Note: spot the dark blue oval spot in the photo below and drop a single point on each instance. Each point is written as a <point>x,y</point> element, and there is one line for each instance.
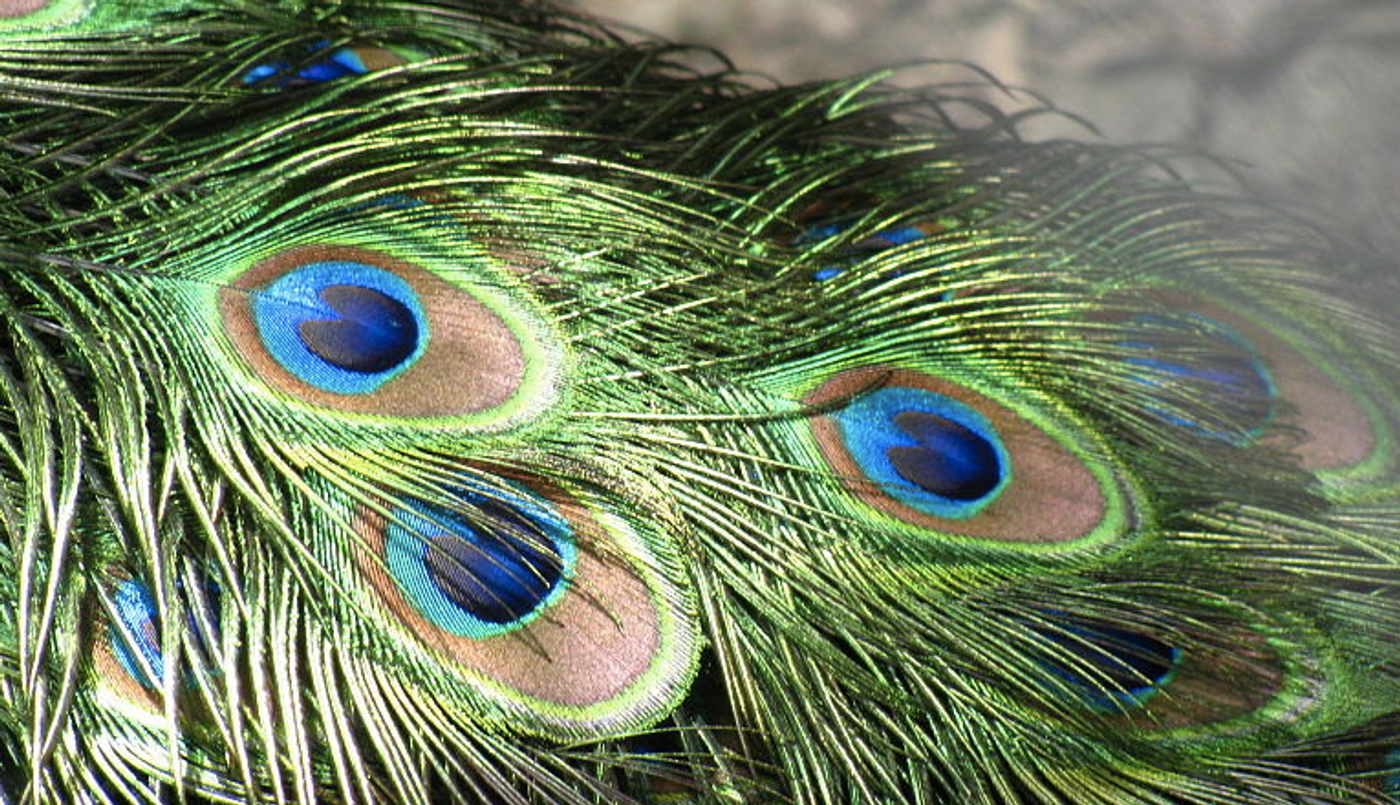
<point>1242,396</point>
<point>136,611</point>
<point>926,450</point>
<point>374,333</point>
<point>499,570</point>
<point>342,326</point>
<point>1110,669</point>
<point>483,570</point>
<point>951,459</point>
<point>336,65</point>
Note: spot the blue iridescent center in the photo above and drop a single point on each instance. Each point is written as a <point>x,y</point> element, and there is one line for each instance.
<point>340,325</point>
<point>136,609</point>
<point>1110,669</point>
<point>1245,396</point>
<point>926,450</point>
<point>336,65</point>
<point>882,240</point>
<point>485,570</point>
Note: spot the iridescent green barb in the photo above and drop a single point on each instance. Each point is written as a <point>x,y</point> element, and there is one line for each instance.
<point>447,402</point>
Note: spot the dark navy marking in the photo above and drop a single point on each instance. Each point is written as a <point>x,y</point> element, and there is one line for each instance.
<point>342,326</point>
<point>136,611</point>
<point>336,65</point>
<point>1245,389</point>
<point>480,574</point>
<point>1112,669</point>
<point>926,450</point>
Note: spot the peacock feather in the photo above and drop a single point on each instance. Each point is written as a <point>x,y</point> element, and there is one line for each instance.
<point>448,402</point>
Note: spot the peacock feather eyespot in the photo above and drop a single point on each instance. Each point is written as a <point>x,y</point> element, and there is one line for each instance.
<point>1108,668</point>
<point>321,63</point>
<point>480,576</point>
<point>361,332</point>
<point>1332,405</point>
<point>947,458</point>
<point>1241,395</point>
<point>342,326</point>
<point>136,646</point>
<point>926,450</point>
<point>545,606</point>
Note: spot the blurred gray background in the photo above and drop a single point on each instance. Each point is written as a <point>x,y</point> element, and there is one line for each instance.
<point>1304,93</point>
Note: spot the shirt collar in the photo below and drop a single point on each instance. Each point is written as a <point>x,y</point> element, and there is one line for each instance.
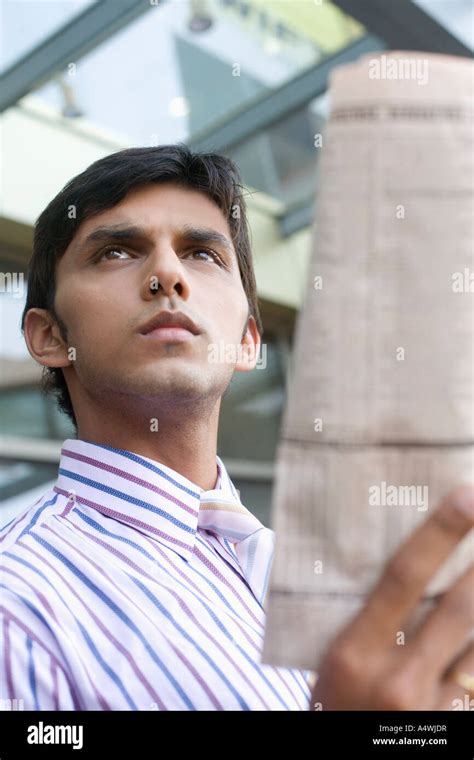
<point>138,491</point>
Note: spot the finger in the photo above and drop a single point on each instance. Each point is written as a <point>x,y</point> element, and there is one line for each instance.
<point>444,633</point>
<point>409,571</point>
<point>454,695</point>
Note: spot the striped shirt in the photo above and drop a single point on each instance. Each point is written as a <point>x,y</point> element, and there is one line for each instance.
<point>114,598</point>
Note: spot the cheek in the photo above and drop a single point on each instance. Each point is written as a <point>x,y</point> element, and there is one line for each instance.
<point>226,309</point>
<point>90,314</point>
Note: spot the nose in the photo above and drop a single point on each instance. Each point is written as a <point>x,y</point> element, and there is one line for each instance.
<point>165,275</point>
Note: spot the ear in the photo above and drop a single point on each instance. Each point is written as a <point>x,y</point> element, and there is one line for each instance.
<point>250,348</point>
<point>43,339</point>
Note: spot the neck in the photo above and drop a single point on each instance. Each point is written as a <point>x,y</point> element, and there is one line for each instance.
<point>183,438</point>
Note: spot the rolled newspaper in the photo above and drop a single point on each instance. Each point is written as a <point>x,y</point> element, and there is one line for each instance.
<point>379,421</point>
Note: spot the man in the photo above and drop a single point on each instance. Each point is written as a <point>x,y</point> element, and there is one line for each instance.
<point>139,581</point>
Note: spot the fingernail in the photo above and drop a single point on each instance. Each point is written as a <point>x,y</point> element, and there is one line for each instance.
<point>463,500</point>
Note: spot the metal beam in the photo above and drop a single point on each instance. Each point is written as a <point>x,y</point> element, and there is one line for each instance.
<point>404,26</point>
<point>97,23</point>
<point>274,106</point>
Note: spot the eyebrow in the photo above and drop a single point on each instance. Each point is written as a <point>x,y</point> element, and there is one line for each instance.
<point>133,233</point>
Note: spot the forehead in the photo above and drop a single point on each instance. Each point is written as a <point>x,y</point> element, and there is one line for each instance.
<point>160,207</point>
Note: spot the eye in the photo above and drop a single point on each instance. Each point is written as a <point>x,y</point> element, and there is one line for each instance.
<point>210,255</point>
<point>111,249</point>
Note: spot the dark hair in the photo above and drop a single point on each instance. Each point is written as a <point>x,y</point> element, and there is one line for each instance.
<point>103,185</point>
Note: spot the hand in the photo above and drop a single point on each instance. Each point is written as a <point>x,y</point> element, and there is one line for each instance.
<point>365,669</point>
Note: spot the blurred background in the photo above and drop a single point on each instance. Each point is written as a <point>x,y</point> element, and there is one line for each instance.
<point>248,78</point>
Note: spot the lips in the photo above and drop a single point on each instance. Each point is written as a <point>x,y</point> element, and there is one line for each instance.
<point>168,320</point>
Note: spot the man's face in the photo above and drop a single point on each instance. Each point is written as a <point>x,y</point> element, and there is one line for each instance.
<point>104,298</point>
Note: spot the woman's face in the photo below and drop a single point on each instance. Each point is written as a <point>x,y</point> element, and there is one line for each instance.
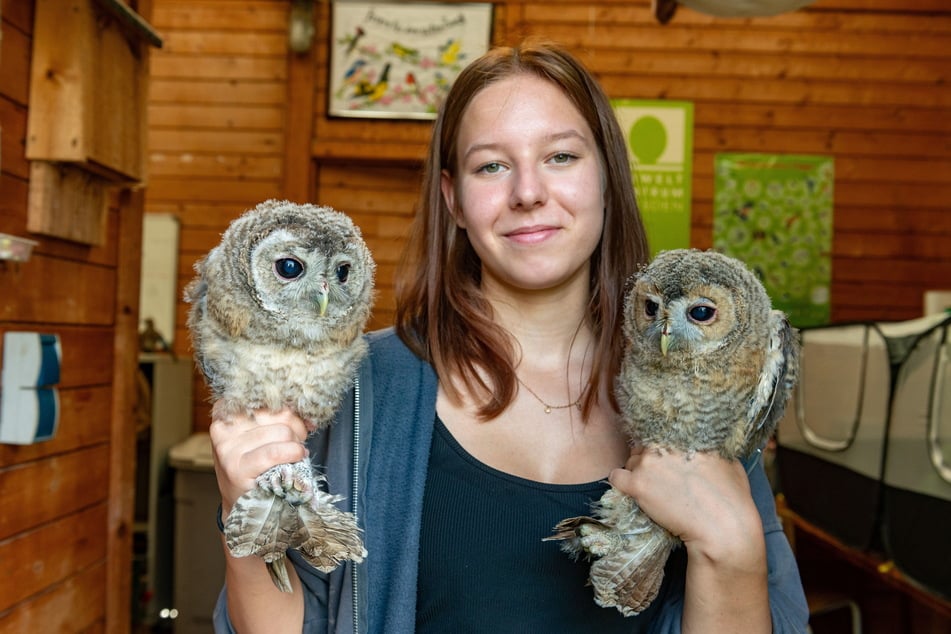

---------------

> _DO THIS_
Offset every point in the data by adding 12 to both its x and y coordinates. Rewrite the data with the requests included, starting at the beginning of the data and ending with the line that contains "<point>545,606</point>", and leave the pictures out.

> _FINAL ANSWER_
Note: spot the dark blue oval spot in the photo below and drop a single point on each instance. Each point is written as a <point>x,y</point> element, and there is one line for each instance.
<point>1254,408</point>
<point>148,623</point>
<point>938,462</point>
<point>386,345</point>
<point>511,582</point>
<point>354,338</point>
<point>1122,681</point>
<point>495,582</point>
<point>963,471</point>
<point>348,77</point>
Note: spot the blue iridescent center in the photo above and drop a single point on each instance. Each point is written as a <point>x,y</point> element, and there is one line for each instance.
<point>352,337</point>
<point>148,621</point>
<point>1122,681</point>
<point>1257,408</point>
<point>938,462</point>
<point>348,77</point>
<point>894,252</point>
<point>497,582</point>
Note: spot the iridescent green barb in the photo above and drop a single point on each instance. Each point is written as a <point>x,y</point> element, and there is one line for each instance.
<point>459,414</point>
Note: spot the dark navy marking in the photo above and drop a single point on each instance. Each point is written as a <point>x,y</point> element, and there is one line for each instance.
<point>354,338</point>
<point>148,623</point>
<point>348,77</point>
<point>1257,401</point>
<point>492,586</point>
<point>1124,681</point>
<point>938,462</point>
Note: spot the peacock feather in the photo above and drop a single point on each instance. Each point is written as a <point>x,y</point> element, and there is one line for each instance.
<point>460,414</point>
Note: spot the peacock feather eyespot in the photo above and drop a single point on each instance. Each point is written as a <point>x,y</point> element, and there is one line for each instance.
<point>1120,680</point>
<point>333,75</point>
<point>492,588</point>
<point>373,344</point>
<point>1344,417</point>
<point>959,470</point>
<point>1253,407</point>
<point>354,338</point>
<point>148,658</point>
<point>938,462</point>
<point>557,618</point>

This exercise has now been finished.